The input
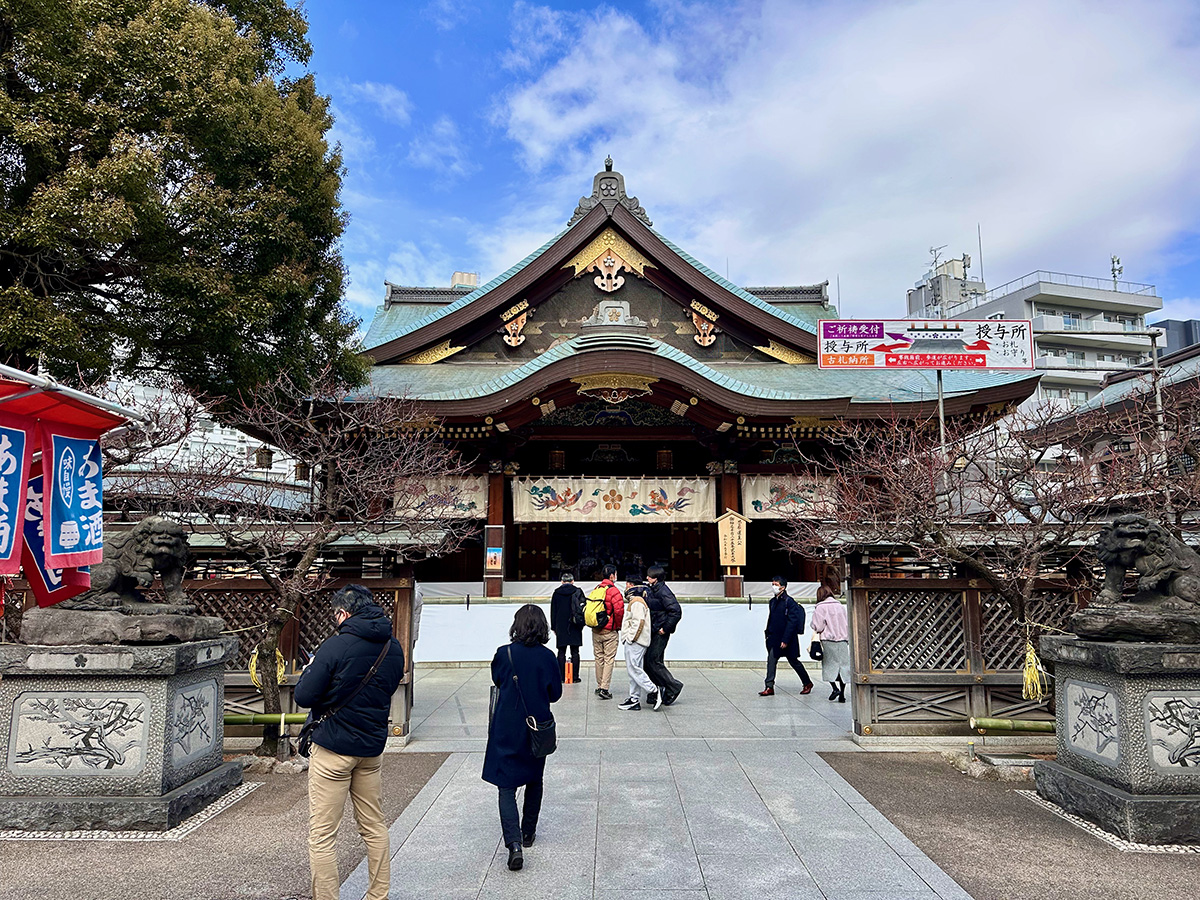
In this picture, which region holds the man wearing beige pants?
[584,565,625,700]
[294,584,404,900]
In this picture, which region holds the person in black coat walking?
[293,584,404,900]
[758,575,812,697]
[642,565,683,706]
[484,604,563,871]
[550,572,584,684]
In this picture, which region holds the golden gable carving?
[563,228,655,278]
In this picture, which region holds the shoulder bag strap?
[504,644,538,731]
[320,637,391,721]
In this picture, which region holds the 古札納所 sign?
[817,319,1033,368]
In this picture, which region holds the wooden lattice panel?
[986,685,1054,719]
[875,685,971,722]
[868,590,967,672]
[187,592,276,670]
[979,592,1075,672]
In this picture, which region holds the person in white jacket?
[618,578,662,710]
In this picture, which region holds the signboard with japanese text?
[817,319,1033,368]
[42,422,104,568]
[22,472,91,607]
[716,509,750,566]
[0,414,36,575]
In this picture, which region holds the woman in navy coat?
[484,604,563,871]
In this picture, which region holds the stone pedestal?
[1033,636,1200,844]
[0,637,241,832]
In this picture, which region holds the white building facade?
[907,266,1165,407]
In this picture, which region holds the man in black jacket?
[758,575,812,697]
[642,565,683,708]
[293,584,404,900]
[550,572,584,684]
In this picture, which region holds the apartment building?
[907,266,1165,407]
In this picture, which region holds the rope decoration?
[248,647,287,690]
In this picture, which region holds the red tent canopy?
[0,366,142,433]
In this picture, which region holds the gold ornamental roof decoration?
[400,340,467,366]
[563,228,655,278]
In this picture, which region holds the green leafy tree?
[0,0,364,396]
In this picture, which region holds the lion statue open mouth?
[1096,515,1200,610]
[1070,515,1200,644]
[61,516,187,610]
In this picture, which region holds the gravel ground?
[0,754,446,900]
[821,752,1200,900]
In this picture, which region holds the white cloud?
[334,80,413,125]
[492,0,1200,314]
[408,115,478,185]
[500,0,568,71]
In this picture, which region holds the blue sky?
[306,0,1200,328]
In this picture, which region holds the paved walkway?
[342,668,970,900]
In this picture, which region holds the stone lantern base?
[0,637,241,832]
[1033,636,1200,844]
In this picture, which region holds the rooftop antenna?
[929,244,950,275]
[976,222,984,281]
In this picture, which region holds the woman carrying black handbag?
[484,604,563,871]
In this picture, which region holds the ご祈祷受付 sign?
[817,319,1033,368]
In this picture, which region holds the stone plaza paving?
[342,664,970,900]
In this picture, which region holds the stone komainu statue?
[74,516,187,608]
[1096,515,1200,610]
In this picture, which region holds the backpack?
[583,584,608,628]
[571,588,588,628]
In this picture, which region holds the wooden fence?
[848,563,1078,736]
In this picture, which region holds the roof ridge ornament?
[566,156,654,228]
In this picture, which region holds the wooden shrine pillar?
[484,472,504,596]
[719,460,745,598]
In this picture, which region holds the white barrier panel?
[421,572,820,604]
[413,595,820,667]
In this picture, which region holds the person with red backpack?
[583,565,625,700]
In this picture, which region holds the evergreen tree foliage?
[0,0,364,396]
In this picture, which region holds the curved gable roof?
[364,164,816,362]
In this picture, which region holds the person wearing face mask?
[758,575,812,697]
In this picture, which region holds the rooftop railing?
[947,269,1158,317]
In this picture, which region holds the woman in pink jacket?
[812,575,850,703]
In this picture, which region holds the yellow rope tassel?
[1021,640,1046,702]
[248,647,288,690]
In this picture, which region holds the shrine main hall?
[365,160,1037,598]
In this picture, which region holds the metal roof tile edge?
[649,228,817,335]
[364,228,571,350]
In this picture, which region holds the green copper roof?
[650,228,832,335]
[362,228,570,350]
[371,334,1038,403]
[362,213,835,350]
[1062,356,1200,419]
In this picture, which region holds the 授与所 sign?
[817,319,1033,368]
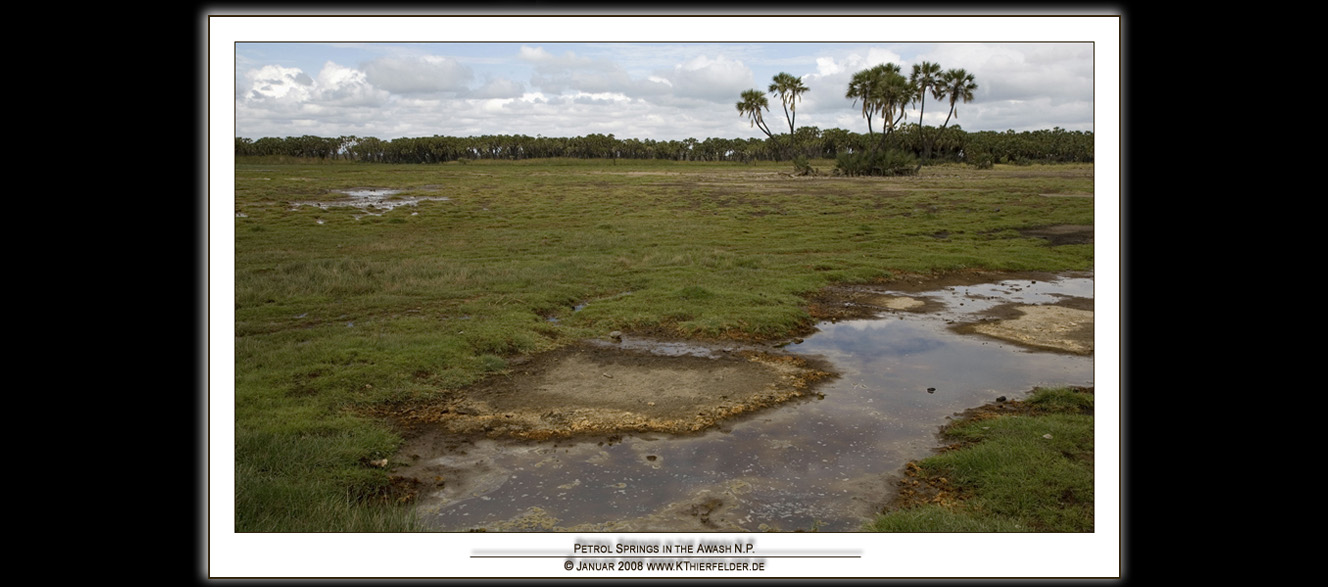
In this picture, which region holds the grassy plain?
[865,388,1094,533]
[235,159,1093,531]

Given instruction
Copy every row above word for word, leaving out the pictures.

Answer to this problem
In this picture, which region holds the man wearing beige pants?
[584,565,625,700]
[294,584,404,900]
In this picture, which region holds the person in black coat walking?
[293,584,404,900]
[758,575,812,697]
[642,565,683,706]
[484,604,563,871]
[550,572,584,684]
In this picture, which region holds the golden gable carving?
[563,228,655,278]
In this picture, which region holds the shoulder bag strap?
[504,644,538,731]
[320,637,391,721]
In this picture, which region holds the 古札納所 sign?
[817,319,1033,368]
In this picture, which region holds the wooden lattice panel?
[986,685,1054,719]
[875,685,971,722]
[868,590,967,672]
[187,592,276,670]
[979,592,1075,672]
In this picture, which region holds the person in white jacket?
[618,578,662,710]
In this picture, which region holds the signboard with japanese text?
[817,319,1033,368]
[42,422,104,568]
[22,472,91,607]
[716,509,750,566]
[0,414,36,575]
In this picture, which region holds the woman in navy coat?
[484,604,563,871]
In this picture, which region holds the stone pedestal?
[1033,636,1200,844]
[0,637,241,832]
In this picture, which region holds the white building facade?
[907,266,1165,407]
In this picture, which region holds the man in black jacket?
[758,575,812,697]
[642,565,683,708]
[293,584,404,900]
[550,572,584,684]
In this picture, which region holds the apartment building?
[907,266,1165,407]
In this picture, which region holds the rope decoration?
[248,647,287,690]
In this picture, which region holds the red tent canopy?
[0,366,142,433]
In this picture, which region holds the gold ornamental roof decoration?
[400,340,467,366]
[563,228,655,278]
In this picture, which region holds the green leafy tree?
[0,0,364,396]
In this picture, which region holds the lion statue open mouth?
[1096,515,1200,610]
[1070,515,1200,644]
[61,516,187,610]
In this picture, which region holds the gravel ground?
[0,754,446,900]
[821,752,1200,900]
In this picture, which region holds the white cloud?
[334,80,413,125]
[492,0,1200,314]
[408,115,478,185]
[500,0,568,71]
In this picture, which region holds the blue sky?
[306,0,1200,328]
In this picture, which region holds the paved walkway?
[342,668,970,900]
In this picture, which region holds the stone lantern base?
[0,637,241,832]
[1033,636,1200,844]
In this picture, which region holds the rooftop antenna?
[929,244,950,275]
[976,222,984,281]
In this picture, which region holds the woman carrying black handbag?
[484,604,563,871]
In this picture, which region holds the ご祈祷受付 sign?
[817,319,1033,368]
In this picture, which region holds the stone plaza paving?
[342,664,970,900]
In this picture, which region holds the stone komainu statue?
[74,516,187,608]
[1096,515,1200,610]
In this picture, which region holds the backpack?
[583,584,608,628]
[571,588,588,628]
In this picture, which region holds the wooden fence?
[848,563,1078,736]
In this picture, which region holds the roof ridge ornament?
[566,156,654,228]
In this picture, which region holds the wooden shrine pillar?
[484,472,504,596]
[719,460,745,598]
In this picture, which region holds the white barrier panel?
[421,572,820,604]
[413,595,820,667]
In this picture, which region holds the person with red backpack?
[583,565,625,700]
In this picture, which region holds the evergreen tree foliage?
[0,0,364,396]
In this picture, which region holds the curved gable roof?
[364,164,816,362]
In this picture, which region holds the person wearing face mask?
[758,575,812,697]
In this picture, which region holds the rooftop railing?
[947,269,1158,317]
In this picture, which region holds the woman in pink jacket?
[812,575,850,703]
In this picture, which region holds the yellow rope tassel?
[1021,640,1046,702]
[248,647,288,690]
In this picture, which region holds the shrine main hall?
[365,160,1037,598]
In this picture, which region holds the metal roof tile edge?
[649,228,817,335]
[364,228,571,350]
In this picture, which region holds the green copper roof?
[650,228,832,335]
[362,228,570,350]
[371,334,1038,403]
[362,213,835,350]
[1062,356,1200,419]
In this picture, which region holds the 授与所 sign?
[817,319,1033,368]
In this picture, which region holds the grassy plain?
[865,388,1094,533]
[235,159,1093,531]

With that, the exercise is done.